• Instructions to follow: Set down, exactly as they appear, the line containing "Note: for this drill, mark the child's nose" and all subsequent lines through the end of the material below.

• Records for this task:
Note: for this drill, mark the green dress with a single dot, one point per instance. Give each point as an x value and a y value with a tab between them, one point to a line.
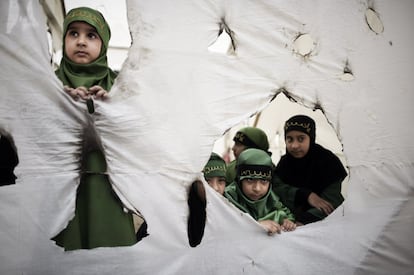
100	219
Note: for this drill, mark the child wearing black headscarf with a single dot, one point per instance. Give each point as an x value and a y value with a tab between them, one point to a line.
308	177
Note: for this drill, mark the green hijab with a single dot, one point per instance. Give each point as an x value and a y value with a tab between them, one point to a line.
96	73
257	164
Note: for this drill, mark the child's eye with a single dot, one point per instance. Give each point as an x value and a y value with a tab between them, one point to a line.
92	35
73	33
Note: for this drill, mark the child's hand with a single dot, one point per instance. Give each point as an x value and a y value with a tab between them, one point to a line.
76	93
288	225
272	227
320	203
98	92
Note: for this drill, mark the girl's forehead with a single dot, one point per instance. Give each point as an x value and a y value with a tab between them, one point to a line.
81	25
295	133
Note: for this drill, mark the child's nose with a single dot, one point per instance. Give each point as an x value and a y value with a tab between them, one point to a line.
81	40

• Finished exercise:
Note: for this drill, mark the child's nose with a single dot, one point per instance. Give each point as an x value and a y value with a tab between them, one point to a line.
81	40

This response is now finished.